══ Supplied material ══
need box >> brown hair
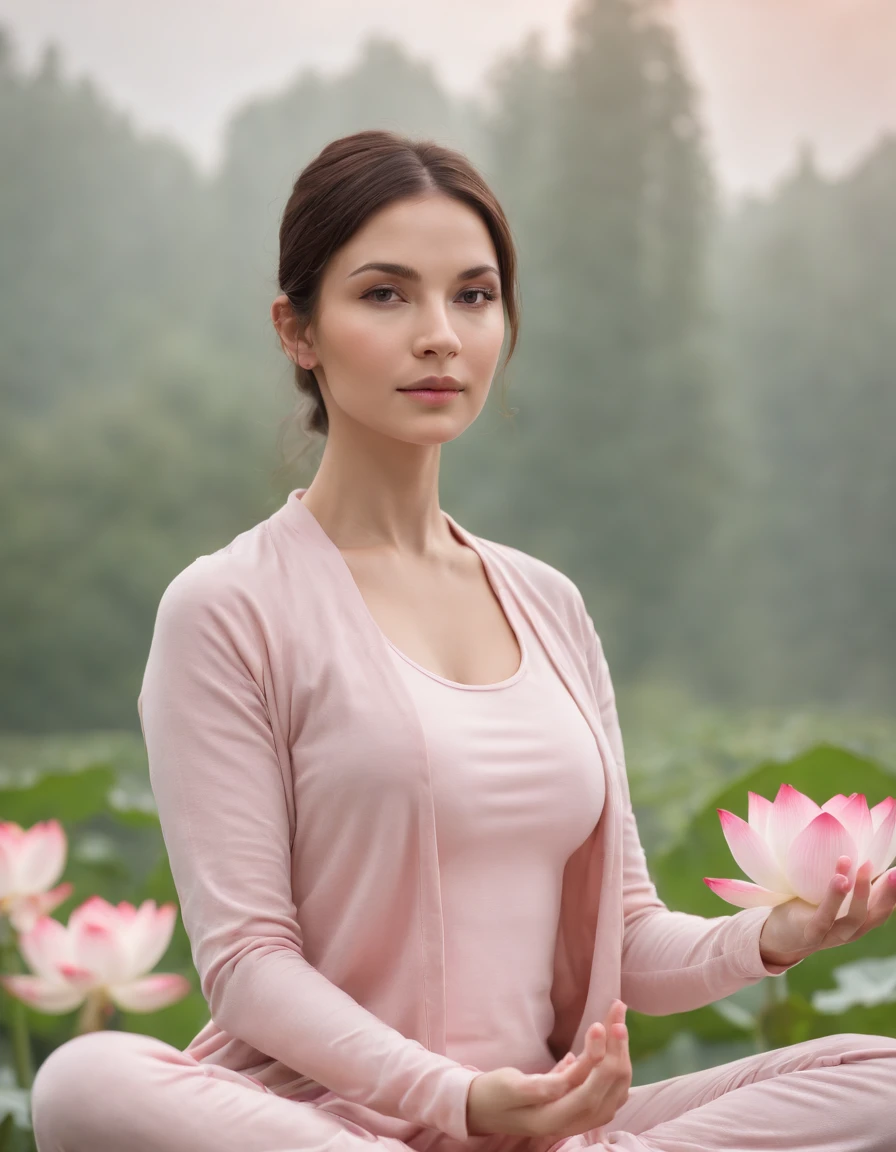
═══
══ Supplied material ══
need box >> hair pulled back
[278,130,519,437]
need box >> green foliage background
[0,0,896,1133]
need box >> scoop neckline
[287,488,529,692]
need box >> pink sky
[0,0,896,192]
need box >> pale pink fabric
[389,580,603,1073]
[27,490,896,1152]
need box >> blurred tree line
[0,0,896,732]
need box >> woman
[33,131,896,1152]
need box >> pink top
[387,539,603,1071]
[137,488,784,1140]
═══
Aim
Retype the records word for word, starting at the line that contains "need box >> blurred tree line" and stopping after the line that contains "[137,488,784,1140]".

Answer in full
need box >> blurred tree line
[0,0,896,732]
need box >> woman
[33,131,896,1152]
need box >> pink top
[387,539,603,1071]
[137,488,784,1140]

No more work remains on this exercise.